Find every line in the records that contains the word "query" and copy each one out in full.
[START]
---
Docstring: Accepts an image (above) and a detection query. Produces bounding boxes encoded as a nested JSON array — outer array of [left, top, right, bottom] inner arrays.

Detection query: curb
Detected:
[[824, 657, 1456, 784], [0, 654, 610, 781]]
[END]
**Full response**
Docstring: Accepts an image (above) and a detection query. Produces bounding boxes encoded as a nested JSON array — outer array of [left, top, right, bottom] inner arrays.
Detection query: curb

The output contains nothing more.